##### The input #####

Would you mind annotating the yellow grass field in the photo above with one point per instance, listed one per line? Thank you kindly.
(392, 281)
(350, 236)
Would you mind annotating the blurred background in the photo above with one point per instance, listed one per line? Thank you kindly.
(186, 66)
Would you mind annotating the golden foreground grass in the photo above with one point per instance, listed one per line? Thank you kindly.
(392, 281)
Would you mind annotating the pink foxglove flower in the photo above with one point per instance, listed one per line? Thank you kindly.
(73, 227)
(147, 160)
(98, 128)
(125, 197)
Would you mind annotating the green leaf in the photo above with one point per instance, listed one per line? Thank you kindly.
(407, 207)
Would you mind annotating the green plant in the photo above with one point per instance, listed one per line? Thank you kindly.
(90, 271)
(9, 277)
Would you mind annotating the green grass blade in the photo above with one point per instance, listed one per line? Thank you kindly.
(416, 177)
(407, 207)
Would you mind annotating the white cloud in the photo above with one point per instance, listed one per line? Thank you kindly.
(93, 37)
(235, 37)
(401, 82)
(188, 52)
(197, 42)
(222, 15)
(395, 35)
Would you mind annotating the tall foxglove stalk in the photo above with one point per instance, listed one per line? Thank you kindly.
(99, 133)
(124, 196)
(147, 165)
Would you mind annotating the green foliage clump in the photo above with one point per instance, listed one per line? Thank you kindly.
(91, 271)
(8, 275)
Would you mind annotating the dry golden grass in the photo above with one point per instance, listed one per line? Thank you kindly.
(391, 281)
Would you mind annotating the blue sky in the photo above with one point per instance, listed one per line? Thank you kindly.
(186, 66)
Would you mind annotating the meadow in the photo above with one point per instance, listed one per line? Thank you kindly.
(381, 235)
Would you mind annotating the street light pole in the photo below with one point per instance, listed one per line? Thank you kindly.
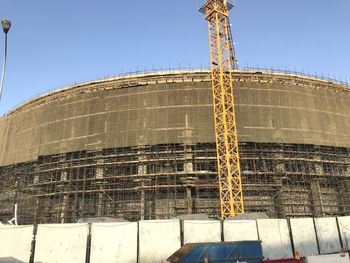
(6, 25)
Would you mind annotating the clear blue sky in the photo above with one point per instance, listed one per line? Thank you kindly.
(55, 43)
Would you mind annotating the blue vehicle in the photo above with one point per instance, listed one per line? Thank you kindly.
(223, 252)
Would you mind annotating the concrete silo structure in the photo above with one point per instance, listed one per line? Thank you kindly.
(143, 147)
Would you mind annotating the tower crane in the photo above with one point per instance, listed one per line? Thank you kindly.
(223, 61)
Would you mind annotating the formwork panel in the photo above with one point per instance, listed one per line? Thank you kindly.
(158, 239)
(327, 235)
(344, 228)
(113, 242)
(304, 236)
(240, 230)
(15, 243)
(61, 243)
(201, 231)
(274, 234)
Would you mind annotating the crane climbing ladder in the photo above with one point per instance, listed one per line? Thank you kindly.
(223, 61)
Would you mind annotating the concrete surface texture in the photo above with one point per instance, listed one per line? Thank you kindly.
(15, 243)
(304, 236)
(202, 231)
(338, 258)
(155, 240)
(274, 234)
(327, 235)
(158, 239)
(114, 243)
(57, 243)
(344, 228)
(240, 230)
(152, 110)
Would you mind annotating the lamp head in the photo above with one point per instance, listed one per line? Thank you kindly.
(6, 25)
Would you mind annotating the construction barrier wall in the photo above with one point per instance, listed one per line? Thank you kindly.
(155, 240)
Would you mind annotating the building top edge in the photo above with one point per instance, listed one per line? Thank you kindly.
(186, 73)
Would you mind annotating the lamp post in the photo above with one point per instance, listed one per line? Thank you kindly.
(6, 25)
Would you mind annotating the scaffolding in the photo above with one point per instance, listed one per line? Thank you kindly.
(166, 181)
(156, 157)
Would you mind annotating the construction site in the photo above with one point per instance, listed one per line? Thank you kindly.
(143, 147)
(217, 165)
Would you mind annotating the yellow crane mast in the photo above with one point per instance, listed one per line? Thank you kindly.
(223, 61)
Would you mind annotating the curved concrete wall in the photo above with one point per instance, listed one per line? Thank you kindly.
(173, 108)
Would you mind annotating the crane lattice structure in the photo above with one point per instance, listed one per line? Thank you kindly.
(223, 61)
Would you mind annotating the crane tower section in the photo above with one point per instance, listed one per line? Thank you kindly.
(223, 61)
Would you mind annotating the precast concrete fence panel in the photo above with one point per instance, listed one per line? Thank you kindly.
(202, 231)
(274, 234)
(113, 242)
(304, 236)
(240, 230)
(61, 243)
(15, 243)
(158, 239)
(327, 235)
(344, 228)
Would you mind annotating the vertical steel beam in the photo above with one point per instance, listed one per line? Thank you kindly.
(222, 63)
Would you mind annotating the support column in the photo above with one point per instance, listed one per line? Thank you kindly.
(317, 200)
(65, 198)
(142, 172)
(188, 165)
(99, 175)
(318, 164)
(280, 180)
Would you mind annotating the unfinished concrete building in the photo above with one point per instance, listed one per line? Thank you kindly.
(143, 147)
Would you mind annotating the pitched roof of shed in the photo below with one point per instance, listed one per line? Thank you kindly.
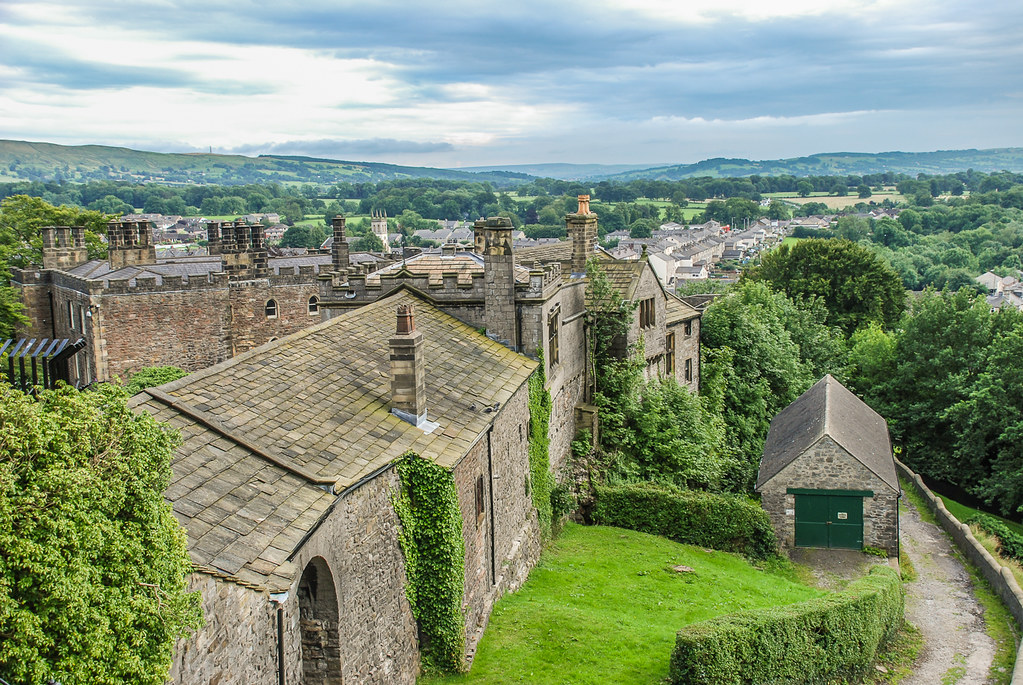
(271, 434)
(828, 408)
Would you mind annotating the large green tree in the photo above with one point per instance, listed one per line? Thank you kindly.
(92, 561)
(855, 285)
(761, 351)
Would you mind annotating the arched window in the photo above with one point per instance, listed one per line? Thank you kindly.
(319, 622)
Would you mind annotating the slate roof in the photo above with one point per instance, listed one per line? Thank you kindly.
(271, 436)
(435, 266)
(828, 408)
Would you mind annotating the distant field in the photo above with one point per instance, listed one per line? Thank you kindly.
(835, 202)
(604, 605)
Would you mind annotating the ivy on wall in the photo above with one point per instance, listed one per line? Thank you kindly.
(542, 482)
(435, 559)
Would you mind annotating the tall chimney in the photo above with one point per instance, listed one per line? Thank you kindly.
(339, 249)
(408, 373)
(493, 242)
(582, 231)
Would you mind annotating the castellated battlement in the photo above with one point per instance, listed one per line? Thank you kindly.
(543, 279)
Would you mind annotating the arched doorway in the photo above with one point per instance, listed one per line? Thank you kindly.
(319, 622)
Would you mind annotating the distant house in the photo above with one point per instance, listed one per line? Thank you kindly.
(828, 475)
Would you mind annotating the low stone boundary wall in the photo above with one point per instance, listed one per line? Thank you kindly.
(1001, 579)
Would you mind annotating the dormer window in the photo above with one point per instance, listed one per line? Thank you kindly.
(648, 313)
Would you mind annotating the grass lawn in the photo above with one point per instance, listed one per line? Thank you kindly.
(603, 605)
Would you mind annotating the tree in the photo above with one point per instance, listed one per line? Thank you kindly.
(761, 351)
(855, 285)
(92, 562)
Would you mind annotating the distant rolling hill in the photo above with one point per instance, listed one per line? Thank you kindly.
(20, 161)
(836, 164)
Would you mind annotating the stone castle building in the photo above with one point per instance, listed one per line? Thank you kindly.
(136, 310)
(284, 478)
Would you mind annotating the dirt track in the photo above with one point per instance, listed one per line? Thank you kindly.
(940, 602)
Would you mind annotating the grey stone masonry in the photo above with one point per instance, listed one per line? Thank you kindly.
(130, 243)
(408, 374)
(582, 232)
(63, 246)
(828, 466)
(493, 240)
(339, 248)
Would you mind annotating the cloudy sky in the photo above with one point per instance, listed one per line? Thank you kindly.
(471, 82)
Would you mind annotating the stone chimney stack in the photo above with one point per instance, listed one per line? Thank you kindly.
(493, 242)
(63, 246)
(130, 243)
(339, 249)
(408, 373)
(241, 248)
(582, 231)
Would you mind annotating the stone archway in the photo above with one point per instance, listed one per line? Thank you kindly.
(319, 622)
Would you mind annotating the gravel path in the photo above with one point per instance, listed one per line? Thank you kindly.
(941, 604)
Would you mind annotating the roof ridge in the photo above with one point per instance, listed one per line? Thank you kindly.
(217, 425)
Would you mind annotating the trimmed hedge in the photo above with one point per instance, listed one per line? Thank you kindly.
(728, 522)
(813, 641)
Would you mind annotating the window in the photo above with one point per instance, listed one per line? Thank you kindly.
(480, 506)
(669, 354)
(553, 329)
(648, 316)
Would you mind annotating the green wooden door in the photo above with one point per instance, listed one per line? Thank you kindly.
(846, 521)
(825, 519)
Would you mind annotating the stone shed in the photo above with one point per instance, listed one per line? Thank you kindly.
(828, 475)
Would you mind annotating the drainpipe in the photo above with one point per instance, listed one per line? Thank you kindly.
(279, 598)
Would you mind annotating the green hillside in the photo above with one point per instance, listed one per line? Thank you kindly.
(834, 164)
(21, 161)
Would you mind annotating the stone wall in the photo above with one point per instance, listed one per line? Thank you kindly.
(502, 539)
(238, 643)
(827, 466)
(357, 544)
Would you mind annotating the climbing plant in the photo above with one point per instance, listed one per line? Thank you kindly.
(541, 481)
(435, 559)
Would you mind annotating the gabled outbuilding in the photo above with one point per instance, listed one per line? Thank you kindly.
(828, 475)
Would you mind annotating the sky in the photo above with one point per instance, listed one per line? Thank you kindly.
(472, 83)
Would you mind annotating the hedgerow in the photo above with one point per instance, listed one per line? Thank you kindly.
(813, 641)
(728, 522)
(435, 559)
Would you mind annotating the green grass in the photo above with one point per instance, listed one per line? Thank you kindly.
(603, 605)
(963, 512)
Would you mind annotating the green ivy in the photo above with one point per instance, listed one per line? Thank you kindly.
(435, 559)
(542, 482)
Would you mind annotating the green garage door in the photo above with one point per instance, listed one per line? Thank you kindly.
(830, 518)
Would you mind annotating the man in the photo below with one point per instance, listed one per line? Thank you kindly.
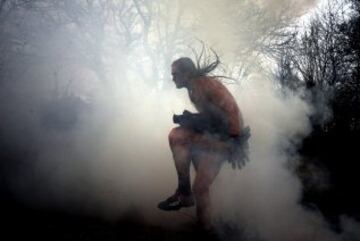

#####

What you should do: Give back exactly the lines from the line with "Would you mind annotating the stone shed" through the end of the material above, and omit every picture.

Answer for this exercise:
Would you mind annotating the stone shed in the photo above with one point per instance, listed one per line? Thank you kindly.
(828, 475)
Would you mind annotating the drainpipe in the photo above with one point per instance, listed one per line? Thank you kindly.
(279, 598)
Would you mind annotating the green hillside in the photo above with one point per instance, listed one per line? Thank you kindly.
(834, 164)
(21, 161)
Would you mind annotating the stone wall in the photo above with one point per instance, listed one per line? Thank you kindly.
(502, 539)
(238, 643)
(827, 466)
(357, 544)
Would you mind annotating the climbing plant in the photo above with one point per instance, listed one per line? Thank you kindly.
(541, 481)
(435, 559)
Would you mind annotating the gabled outbuilding in the photo above with one point per instance, listed one per line? Thank you kindly.
(828, 475)
Would you mind annotating the sky in the photo above with one point per instance, listed one per line? Thank you kindly.
(472, 83)
Would you mind annotating the hedgerow in the photo above with one point per instance, listed one per line? Thank you kindly.
(813, 641)
(728, 522)
(435, 559)
Would you mind annotating the green grass in the photo above with one point per instance, listed one per line? Thank you kindly.
(603, 605)
(963, 512)
Would you mind annotating the green ivy in the photo above with one point per instance, listed one per line? Thank you kindly.
(435, 559)
(542, 482)
Would you mind annotating the green garage door in the photo above with one point per instance, listed one per line? Thank you kindly.
(830, 518)
Would you mind annotating the man in the photo below with one point per instance, listed one per line? Thank you kindly.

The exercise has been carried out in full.